## Job
Rewrite the lines from the one containing "Exercise. Identify every instance of the black mobile" through the end of the material, inclusive, with "mobile phone" replaced by "smartphone" and all other text left unchanged.

[start Extracted information]

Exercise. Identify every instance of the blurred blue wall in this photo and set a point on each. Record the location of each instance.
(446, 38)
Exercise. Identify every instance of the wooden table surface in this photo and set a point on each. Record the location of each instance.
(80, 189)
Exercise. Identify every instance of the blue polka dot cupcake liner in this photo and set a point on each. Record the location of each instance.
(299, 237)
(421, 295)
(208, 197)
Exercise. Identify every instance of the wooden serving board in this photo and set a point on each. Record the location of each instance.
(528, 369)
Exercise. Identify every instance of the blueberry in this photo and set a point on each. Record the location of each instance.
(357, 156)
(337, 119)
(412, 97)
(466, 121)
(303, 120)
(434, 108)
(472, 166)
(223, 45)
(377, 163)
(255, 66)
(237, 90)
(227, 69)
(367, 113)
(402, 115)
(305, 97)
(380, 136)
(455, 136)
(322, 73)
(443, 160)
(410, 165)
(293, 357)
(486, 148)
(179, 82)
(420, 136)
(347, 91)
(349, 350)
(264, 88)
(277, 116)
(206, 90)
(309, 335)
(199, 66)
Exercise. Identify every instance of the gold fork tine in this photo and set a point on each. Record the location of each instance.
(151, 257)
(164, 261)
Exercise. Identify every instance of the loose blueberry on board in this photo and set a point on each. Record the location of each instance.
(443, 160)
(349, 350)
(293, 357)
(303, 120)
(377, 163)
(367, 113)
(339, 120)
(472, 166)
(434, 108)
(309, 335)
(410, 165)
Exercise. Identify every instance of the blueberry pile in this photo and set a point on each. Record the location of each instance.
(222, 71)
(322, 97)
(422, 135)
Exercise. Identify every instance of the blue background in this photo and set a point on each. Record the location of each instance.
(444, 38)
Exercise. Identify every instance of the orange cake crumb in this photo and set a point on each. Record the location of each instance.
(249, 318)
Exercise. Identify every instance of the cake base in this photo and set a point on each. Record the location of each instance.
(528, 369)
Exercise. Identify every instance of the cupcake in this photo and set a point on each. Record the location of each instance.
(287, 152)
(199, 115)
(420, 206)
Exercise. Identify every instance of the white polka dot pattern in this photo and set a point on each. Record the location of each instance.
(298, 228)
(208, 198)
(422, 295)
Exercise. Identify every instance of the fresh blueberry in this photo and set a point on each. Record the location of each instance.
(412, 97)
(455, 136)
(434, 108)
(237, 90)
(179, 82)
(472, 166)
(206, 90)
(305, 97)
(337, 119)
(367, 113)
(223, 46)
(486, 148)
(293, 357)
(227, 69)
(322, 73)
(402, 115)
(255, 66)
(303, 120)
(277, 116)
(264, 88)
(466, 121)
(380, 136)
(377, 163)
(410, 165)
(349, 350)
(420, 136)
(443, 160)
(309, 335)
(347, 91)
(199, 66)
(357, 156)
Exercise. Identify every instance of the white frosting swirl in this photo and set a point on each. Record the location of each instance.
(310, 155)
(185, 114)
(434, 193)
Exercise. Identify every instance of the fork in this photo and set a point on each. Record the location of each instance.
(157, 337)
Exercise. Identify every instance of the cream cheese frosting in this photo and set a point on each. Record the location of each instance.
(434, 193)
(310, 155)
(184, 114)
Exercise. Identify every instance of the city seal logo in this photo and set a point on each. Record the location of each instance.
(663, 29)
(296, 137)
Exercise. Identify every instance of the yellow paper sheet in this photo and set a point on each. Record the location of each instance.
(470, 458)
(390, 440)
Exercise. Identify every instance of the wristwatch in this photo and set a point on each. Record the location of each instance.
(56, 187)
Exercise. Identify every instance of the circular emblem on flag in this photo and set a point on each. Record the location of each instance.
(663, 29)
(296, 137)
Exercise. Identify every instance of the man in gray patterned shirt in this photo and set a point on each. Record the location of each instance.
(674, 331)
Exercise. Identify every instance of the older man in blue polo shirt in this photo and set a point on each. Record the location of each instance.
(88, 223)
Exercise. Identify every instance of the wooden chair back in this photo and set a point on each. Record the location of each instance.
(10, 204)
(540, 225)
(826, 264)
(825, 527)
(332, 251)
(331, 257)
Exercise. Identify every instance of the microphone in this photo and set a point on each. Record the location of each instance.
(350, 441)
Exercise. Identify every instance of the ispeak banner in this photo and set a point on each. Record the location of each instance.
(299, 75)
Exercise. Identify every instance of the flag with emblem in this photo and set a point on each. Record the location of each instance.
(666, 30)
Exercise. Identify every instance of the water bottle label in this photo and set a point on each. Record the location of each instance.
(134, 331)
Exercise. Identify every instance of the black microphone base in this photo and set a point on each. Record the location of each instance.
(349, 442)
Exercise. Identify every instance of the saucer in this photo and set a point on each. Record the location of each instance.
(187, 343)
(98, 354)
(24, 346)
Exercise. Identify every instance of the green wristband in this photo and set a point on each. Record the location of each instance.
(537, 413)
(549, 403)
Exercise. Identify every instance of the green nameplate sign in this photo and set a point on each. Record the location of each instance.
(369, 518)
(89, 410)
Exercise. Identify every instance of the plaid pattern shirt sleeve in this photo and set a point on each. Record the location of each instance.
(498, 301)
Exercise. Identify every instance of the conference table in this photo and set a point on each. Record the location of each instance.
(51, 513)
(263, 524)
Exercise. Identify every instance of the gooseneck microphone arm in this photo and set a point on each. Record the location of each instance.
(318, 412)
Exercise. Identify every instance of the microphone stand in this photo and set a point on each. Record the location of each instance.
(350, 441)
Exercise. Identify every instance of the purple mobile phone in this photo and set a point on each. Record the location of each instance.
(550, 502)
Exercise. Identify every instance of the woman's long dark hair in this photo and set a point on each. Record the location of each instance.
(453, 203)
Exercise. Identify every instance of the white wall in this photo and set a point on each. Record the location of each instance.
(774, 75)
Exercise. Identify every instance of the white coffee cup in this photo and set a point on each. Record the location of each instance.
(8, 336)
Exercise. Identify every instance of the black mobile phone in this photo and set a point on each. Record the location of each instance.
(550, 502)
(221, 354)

[end Extracted information]

## Reply to the exercise
Exercise. Identify every instance of the black smartphone in this photo and set a point on each. Record the location of each instance.
(550, 502)
(221, 354)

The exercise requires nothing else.